--- start Listed entries ---

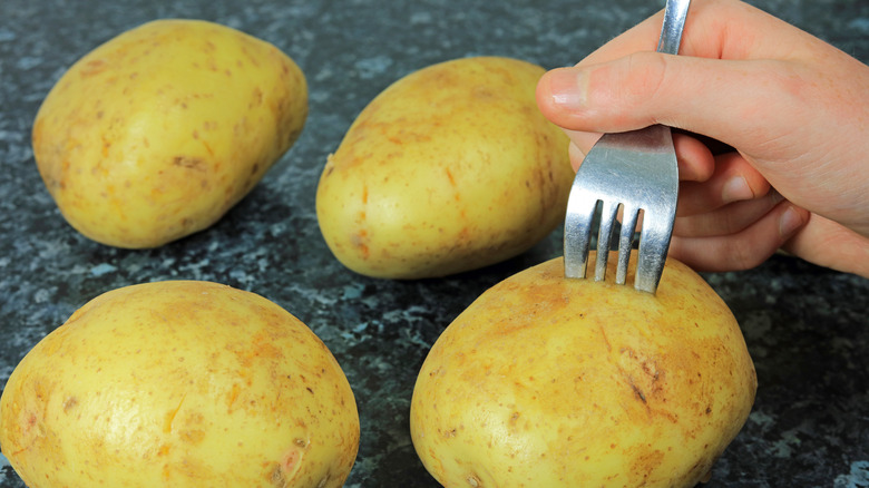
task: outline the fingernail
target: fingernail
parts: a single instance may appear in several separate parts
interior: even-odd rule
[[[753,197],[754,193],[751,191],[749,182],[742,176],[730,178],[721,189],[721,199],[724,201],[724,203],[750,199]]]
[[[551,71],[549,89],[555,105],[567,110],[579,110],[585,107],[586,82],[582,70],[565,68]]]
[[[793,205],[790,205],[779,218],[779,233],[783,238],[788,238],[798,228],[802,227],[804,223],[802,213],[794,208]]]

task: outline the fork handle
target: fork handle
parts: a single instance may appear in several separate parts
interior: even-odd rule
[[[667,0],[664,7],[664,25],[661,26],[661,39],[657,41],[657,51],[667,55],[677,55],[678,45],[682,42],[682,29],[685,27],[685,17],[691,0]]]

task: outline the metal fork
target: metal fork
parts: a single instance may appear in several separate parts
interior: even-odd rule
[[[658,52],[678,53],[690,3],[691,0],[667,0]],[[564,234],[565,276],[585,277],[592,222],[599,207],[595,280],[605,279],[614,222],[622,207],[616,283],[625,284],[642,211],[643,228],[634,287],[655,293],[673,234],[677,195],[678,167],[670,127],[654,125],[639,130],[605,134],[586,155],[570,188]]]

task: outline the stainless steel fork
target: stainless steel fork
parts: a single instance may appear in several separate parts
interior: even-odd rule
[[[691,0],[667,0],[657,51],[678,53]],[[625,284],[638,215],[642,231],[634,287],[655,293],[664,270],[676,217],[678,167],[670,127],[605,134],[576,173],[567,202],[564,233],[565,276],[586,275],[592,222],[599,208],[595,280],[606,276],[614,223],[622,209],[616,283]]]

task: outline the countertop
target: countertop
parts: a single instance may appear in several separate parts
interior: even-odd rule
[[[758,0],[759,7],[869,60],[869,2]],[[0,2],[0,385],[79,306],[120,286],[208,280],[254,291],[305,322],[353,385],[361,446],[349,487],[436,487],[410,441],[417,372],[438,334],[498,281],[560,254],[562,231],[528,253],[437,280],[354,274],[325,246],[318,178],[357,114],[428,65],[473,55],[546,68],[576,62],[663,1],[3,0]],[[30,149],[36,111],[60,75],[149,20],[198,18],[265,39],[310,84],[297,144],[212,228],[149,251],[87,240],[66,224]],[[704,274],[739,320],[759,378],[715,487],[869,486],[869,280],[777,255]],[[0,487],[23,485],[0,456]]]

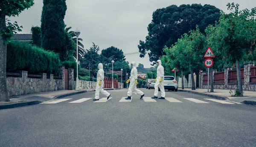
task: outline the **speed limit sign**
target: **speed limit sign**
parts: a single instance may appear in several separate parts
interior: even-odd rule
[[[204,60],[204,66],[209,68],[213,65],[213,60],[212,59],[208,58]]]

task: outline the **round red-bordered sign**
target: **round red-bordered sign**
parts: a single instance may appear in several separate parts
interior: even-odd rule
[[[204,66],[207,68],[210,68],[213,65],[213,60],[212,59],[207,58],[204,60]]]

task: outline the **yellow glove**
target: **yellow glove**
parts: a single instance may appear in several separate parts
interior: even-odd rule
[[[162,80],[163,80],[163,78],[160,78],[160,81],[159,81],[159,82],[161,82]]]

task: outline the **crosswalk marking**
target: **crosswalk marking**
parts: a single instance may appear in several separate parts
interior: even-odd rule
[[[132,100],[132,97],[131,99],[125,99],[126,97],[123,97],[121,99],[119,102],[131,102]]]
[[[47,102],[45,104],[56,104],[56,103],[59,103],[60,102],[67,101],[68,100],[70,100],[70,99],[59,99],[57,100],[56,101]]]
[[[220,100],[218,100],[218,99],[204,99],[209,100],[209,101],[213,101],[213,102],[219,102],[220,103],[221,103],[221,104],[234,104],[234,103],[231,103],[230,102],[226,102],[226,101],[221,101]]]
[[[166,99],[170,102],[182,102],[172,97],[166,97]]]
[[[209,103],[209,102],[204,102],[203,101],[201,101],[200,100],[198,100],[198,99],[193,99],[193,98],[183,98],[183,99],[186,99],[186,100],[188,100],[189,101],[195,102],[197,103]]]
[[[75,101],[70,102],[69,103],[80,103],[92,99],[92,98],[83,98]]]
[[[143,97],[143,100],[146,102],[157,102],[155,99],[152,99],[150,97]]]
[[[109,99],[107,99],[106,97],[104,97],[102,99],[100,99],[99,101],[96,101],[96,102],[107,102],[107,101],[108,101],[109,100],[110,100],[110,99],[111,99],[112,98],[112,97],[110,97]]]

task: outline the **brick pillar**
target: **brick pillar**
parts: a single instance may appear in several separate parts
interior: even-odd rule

--- end Listed entries ---

Which lines above contain the string "fingernail", with case counting? Extract each of them in full.

Output of the task:
task: outline the fingernail
target: fingernail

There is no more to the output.